The getSimpleAndConstraints method will return you a map of the properties and their expected values from the ‘AND’ constraints in the query.

The getSimpleOrConstraints method will return you a map of the properties and their expected values from the ‘OR’ constraints in the query.

From the constraints, you build a query that means something for your external provider. (For example, if it is an SQL DB, map those constraints as ‘AND’ constraint in the ‘WHERE’ clause of your request).

Queries are expressed using the JCR SQL-2 language definition.

Enhancing / Merging External Content with Jahia Content

Jahia allows you to extends your external data content with some of its own mixins or to override some properties of your nodes from Jahia. This allows in your definition to mix, for example, external data and data defined in Jahia.

▶ _DATA SECTION_:
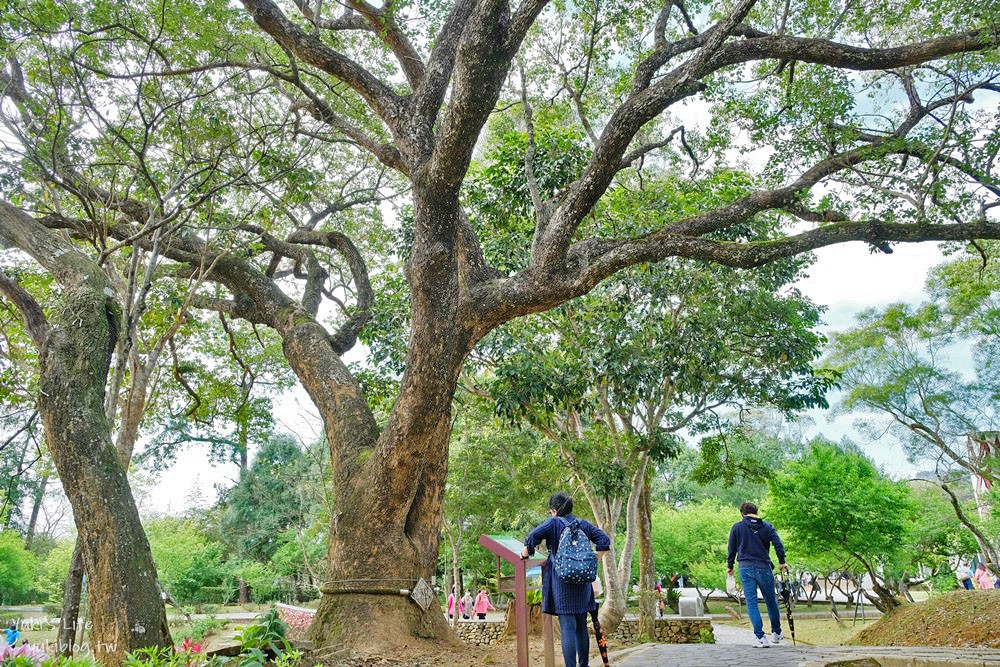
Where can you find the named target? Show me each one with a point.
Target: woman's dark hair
(561, 503)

▶ _TASKS FOR THIS EXERCISE_:
[a] Answer these questions from the passage on Jahia external content, one answer per line:
(i) What does the getSimpleOrConstraints method return?
(ii) In which language are queries expressed?
(iii) What does Jahia let you add to your external data content?
[b] Continue the passage on Jahia external content from its last sentence.

▶ _ANSWER LIST_:
[a]
(i) A map of the properties and their expected values from the ‘OR’ constraints in the query.
(ii) The JCR SQL-2 language definition.
(iii) Some of Jahia's own mixins.

[b]
In your Spring file, you can declare two things, which of your nodes are extensible by additional mixin and properties, and which properties from your definition can be overridden/merge. Here is how you do that :

<property name="extendableTypes">
    <list>
        <value>nt:base</value>
    </list>
</property>

This is saying that all your types are extendable, but you can limit that to only certain nodes by listing their definitions. Any mixin can be added on nodes that are extendable.

<property name="overridableItems">
    <list>
        <value>jtestnt:directory.*</value>
        <value>jtestnt:airline.firstclass_seats</value>
    </list>
</property>

This one is saying that all properties from jtestnt:directory can be overridden inside Jahia. The next one is saying that only the property firstclass_seats from airline definition can be overridden.

On regular usage, those nodes will only be available to end users / editors if the external provider is mounted. If you unmount your external provider, that data will only be accessible from Jahia tools for administrative purpose.

As all content is coming from the external provider, this content are not subject to publication. Any extension will be visible in both default and live workspace immediately.

Writing / Updating Content

The external provider can be writeable, this means that you will be able to create new content, or update existing one from within Jahia.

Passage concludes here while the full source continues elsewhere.